__Provided records__.
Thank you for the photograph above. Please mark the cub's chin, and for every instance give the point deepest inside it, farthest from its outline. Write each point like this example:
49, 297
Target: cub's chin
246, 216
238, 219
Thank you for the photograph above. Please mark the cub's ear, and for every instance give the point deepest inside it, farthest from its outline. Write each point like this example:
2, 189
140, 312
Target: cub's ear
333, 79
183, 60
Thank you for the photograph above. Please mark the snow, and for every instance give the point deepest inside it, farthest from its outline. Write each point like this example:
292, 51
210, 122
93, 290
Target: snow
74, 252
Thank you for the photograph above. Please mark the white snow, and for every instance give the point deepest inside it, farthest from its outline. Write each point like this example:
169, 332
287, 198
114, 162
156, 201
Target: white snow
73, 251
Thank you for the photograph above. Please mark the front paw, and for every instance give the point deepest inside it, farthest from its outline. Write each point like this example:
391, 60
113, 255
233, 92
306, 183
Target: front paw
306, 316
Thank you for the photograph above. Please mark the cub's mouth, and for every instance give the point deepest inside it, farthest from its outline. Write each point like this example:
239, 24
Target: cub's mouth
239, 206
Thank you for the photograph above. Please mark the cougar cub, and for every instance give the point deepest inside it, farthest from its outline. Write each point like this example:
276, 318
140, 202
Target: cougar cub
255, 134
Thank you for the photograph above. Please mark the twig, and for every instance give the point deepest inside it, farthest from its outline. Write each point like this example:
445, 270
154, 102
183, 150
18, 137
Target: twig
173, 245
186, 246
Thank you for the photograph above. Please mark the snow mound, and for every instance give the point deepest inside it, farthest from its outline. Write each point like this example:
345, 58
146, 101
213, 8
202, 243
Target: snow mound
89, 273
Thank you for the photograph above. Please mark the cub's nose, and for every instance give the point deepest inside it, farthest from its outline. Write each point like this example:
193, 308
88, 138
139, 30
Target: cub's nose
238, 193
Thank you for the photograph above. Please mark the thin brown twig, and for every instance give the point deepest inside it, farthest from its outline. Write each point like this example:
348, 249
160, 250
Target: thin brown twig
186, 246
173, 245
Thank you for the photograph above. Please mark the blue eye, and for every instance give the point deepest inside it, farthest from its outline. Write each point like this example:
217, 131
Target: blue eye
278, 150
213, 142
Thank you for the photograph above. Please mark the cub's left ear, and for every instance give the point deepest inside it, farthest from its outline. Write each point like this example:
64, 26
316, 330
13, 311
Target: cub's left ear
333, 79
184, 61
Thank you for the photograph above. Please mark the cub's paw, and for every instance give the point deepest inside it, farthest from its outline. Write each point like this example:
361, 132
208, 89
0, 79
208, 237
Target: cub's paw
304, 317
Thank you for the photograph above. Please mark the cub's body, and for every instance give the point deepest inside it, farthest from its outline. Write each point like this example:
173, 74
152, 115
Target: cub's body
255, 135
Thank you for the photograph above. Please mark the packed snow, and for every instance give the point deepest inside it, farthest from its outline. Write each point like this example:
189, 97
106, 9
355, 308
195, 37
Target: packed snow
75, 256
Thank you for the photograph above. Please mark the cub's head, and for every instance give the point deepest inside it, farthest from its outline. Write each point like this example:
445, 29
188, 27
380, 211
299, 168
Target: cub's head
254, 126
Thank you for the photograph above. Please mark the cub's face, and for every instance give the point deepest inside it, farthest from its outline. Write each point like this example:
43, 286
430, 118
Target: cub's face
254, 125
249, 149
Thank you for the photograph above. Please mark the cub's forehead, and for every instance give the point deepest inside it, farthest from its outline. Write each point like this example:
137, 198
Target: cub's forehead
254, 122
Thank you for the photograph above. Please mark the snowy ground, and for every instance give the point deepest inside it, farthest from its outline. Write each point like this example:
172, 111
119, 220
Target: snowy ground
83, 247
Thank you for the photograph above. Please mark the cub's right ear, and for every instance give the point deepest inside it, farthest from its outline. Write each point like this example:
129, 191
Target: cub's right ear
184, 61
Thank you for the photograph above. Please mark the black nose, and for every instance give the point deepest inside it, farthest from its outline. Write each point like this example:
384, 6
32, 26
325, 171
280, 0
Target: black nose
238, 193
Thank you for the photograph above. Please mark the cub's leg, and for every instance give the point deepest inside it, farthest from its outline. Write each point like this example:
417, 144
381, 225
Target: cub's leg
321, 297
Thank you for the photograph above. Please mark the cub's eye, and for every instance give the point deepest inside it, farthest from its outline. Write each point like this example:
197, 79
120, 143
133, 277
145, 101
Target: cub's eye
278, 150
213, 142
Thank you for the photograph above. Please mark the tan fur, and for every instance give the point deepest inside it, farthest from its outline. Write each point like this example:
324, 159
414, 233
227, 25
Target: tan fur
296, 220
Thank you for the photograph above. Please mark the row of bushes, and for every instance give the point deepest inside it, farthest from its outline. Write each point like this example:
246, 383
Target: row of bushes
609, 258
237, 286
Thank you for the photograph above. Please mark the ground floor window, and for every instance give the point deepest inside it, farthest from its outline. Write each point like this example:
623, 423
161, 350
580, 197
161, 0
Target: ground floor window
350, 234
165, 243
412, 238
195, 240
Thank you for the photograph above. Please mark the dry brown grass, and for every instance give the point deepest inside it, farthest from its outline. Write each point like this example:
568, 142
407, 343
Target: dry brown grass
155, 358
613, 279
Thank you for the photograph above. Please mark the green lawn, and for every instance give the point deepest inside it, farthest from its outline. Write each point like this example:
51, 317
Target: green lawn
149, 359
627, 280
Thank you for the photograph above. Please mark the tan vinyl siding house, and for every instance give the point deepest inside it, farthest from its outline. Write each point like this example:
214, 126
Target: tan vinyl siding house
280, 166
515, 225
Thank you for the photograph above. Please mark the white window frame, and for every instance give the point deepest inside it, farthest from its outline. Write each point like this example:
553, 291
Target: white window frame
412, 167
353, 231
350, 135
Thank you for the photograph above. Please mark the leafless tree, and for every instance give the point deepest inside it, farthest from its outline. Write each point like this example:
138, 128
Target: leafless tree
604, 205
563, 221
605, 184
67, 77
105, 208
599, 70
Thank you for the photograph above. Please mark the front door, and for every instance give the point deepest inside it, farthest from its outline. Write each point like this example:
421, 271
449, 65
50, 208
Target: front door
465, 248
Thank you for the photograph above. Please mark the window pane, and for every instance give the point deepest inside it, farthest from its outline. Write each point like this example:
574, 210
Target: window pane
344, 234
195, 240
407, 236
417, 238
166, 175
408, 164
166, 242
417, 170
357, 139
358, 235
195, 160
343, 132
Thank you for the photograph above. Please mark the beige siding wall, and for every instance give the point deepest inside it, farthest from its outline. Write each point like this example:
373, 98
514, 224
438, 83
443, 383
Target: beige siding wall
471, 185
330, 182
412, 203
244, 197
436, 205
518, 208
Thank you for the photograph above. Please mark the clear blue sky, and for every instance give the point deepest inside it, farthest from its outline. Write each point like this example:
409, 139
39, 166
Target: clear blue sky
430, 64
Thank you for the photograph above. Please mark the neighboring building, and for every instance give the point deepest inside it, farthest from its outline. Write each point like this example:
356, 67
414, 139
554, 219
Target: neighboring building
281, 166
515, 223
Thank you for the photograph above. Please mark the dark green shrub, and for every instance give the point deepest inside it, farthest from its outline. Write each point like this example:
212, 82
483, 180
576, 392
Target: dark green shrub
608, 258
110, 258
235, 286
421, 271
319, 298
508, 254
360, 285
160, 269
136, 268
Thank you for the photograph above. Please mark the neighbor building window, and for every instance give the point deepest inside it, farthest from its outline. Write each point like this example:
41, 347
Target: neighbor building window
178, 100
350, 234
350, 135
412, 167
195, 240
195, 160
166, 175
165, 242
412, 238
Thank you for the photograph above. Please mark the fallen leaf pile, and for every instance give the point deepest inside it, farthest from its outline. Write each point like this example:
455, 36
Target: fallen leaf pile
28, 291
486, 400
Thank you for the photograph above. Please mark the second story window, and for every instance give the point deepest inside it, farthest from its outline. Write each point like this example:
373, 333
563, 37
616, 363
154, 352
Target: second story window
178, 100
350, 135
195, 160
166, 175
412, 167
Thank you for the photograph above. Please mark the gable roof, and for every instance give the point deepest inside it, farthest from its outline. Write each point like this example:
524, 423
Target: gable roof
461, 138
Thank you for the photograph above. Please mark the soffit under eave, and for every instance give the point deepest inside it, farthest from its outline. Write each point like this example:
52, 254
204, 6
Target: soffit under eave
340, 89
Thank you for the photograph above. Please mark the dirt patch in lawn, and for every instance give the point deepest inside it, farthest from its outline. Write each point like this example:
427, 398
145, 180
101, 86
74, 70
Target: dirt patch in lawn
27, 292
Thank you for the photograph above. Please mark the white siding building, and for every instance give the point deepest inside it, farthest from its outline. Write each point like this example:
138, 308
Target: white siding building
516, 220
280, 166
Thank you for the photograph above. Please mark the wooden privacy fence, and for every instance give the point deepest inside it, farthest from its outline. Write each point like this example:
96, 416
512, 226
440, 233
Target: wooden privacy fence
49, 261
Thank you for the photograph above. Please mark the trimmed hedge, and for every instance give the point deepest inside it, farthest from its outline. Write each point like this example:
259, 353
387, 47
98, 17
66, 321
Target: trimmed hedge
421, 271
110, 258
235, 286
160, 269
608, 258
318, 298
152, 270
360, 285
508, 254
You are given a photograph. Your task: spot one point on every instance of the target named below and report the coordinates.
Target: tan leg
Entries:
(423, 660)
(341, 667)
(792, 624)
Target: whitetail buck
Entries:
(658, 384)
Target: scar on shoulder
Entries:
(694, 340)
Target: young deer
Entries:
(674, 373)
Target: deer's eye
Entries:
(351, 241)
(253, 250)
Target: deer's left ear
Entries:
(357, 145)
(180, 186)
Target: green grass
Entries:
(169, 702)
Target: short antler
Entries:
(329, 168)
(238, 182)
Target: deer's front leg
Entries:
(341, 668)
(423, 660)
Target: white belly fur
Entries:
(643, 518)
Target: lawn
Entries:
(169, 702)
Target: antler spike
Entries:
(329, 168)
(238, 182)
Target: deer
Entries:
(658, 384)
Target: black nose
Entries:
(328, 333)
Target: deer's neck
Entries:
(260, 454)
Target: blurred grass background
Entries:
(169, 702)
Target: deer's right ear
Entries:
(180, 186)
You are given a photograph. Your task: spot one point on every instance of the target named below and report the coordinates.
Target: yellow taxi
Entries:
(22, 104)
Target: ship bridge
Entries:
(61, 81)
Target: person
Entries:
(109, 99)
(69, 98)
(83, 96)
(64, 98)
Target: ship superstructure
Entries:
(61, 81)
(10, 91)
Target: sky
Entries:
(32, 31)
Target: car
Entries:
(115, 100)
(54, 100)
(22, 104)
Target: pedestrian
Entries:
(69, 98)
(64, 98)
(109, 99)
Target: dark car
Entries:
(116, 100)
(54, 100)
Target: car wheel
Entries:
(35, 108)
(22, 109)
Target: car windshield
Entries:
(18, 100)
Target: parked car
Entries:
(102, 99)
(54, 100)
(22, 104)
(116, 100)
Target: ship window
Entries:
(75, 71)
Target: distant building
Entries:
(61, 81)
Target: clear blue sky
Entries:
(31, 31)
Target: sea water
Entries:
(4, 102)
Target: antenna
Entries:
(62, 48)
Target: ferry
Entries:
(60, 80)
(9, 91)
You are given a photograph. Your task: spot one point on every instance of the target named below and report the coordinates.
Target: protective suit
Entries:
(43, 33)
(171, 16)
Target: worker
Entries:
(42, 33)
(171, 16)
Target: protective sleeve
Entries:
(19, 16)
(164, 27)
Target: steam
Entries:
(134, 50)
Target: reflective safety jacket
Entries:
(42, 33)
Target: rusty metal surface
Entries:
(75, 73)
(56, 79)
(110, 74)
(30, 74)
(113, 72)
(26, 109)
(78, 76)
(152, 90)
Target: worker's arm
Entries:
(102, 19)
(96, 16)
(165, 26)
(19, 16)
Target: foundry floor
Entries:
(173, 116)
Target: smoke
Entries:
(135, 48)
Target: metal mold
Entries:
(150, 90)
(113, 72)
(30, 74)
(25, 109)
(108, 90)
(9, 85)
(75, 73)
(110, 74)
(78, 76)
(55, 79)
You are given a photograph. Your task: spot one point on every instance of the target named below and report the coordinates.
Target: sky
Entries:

__Task item__. Report each line in the data above that holds the word "metal" by copying it.

__Result below__.
Target: rusty metal surface
Target: metal mold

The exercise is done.